Exercise requirements — Present the data once more in exactly its original form.

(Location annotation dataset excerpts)

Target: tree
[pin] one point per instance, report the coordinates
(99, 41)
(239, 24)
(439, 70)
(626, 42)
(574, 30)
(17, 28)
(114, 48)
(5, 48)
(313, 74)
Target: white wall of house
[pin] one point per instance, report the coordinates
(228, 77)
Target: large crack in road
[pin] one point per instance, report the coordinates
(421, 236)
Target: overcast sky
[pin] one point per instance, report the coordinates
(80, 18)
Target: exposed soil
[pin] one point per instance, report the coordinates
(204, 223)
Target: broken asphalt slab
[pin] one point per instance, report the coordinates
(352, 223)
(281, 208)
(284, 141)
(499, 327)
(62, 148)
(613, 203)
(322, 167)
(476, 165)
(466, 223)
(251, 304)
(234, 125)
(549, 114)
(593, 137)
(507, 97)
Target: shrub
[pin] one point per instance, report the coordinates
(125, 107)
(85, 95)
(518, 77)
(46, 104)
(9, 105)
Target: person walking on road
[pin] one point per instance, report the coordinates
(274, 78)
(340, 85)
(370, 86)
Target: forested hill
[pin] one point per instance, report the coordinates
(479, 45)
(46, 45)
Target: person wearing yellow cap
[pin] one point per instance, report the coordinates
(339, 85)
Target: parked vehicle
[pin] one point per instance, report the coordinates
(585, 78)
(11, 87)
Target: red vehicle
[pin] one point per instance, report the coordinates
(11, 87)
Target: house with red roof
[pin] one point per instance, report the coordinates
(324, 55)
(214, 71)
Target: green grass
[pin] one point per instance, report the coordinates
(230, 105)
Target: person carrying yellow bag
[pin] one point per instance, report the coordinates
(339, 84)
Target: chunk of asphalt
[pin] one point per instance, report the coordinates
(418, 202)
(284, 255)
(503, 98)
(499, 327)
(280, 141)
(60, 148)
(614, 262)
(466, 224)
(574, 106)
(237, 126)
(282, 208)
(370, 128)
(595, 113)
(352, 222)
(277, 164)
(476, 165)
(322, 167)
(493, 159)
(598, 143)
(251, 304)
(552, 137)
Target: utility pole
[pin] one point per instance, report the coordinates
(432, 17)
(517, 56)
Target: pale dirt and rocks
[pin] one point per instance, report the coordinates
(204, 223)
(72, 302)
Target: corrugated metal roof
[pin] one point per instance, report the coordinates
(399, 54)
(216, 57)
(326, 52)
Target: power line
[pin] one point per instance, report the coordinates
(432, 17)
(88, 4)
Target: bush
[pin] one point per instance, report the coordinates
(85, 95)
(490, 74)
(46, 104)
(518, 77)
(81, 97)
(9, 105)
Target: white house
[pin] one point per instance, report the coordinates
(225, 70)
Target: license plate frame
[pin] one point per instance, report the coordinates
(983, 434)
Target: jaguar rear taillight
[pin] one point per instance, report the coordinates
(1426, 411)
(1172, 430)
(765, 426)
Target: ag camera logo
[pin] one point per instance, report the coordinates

Task response —
Target: tree
[pin] one point per instance, report the coordinates
(99, 41)
(239, 24)
(439, 70)
(626, 42)
(574, 30)
(17, 28)
(114, 48)
(5, 48)
(313, 74)
Target: white wall of house
[pin] one point per instance, report the coordinates
(228, 77)
Target: large crack in road
[pin] one point per instance, report the coordinates
(421, 236)
Target: overcast sky
[pin] one point per instance, report the coordinates
(80, 18)
Target: exposed soil
[pin] one point per instance, report the coordinates
(204, 223)
Target: broken asphalt slab
[pin] one point per instance, report the coordinates
(352, 223)
(281, 208)
(284, 141)
(499, 327)
(62, 148)
(613, 203)
(322, 167)
(476, 165)
(466, 223)
(251, 304)
(234, 125)
(549, 114)
(593, 137)
(507, 97)
Target: shrub
[pin] one point per instance, report the coordinates
(125, 107)
(85, 95)
(518, 77)
(46, 104)
(9, 105)
Target: person walking on road
[pin] one point per instance, report the coordinates
(274, 78)
(340, 85)
(370, 86)
Target: forested hill
[pin] one point per instance, report the coordinates
(479, 45)
(46, 45)
Target: person wearing yellow cap
[pin] one point per instance, report the coordinates
(339, 85)
Target: parked vehicle
[pin] one point per instance, report the coordinates
(585, 78)
(11, 87)
Target: red vehicle
[pin] one point per instance, report the coordinates
(11, 87)
Target: house with red roof
[pin] one point per instance, report the coordinates
(324, 55)
(214, 71)
Target: green grass
[pin] one point per instance, report the coordinates
(230, 105)
Target: person carrying yellow bag
[pin] one point per instance, report the coordinates
(339, 84)
Target: chunk of asphalt
[pin] one point per instance, report the coordinates
(418, 202)
(284, 255)
(503, 98)
(499, 327)
(280, 141)
(60, 148)
(614, 262)
(466, 224)
(574, 106)
(237, 126)
(282, 208)
(370, 128)
(595, 113)
(352, 222)
(277, 164)
(476, 165)
(322, 167)
(493, 159)
(598, 143)
(251, 304)
(552, 137)
Target: utility pole
[pin] one point per instance, report the coordinates
(432, 17)
(517, 56)
Target: pale dirt and rocks
[pin] one point per instance, report the coordinates
(204, 223)
(72, 302)
Target: corrugated metal roof
[pin] one point per instance, report the coordinates
(399, 54)
(216, 57)
(326, 52)
Target: power line
[pin] one point per instance, report the coordinates
(432, 17)
(88, 4)
Target: bush
[pin] one point per instance, report the coordinates
(85, 95)
(490, 74)
(46, 104)
(518, 77)
(81, 97)
(9, 105)
Target: white house
[pin] one point per instance, report the coordinates
(225, 70)
Target: license plate frame
[pin] one point per instance, report the coordinates
(983, 434)
Target: jaguar rear taillight
[pin] one point per instance, report the coordinates
(1426, 411)
(1172, 430)
(765, 426)
Target: ag camera logo
[pin] one point per instance, report the coordinates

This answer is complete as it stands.